◆ AIM OF THE TASK
An exact copy of every entry is the required answer.

◆ ◆ ◆ ◆ ◆

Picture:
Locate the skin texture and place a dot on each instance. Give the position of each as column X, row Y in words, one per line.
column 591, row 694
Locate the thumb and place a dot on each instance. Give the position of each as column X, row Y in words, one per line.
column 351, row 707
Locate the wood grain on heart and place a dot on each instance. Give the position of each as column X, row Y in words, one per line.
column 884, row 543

◆ ◆ ◆ ◆ ◆

◆ WRITTEN RESPONSE
Picture:
Locate the skin texture and place a dot on each instance. Give the position of each as column X, row Y in words, one per line.
column 591, row 694
Locate the thumb and place a dot on each instance. Give the position of each as column X, row Y in words, one per line.
column 351, row 707
Locate the wood grain on heart and place a dot on each instance. Give the position of each as column X, row Y in words, one per line.
column 884, row 543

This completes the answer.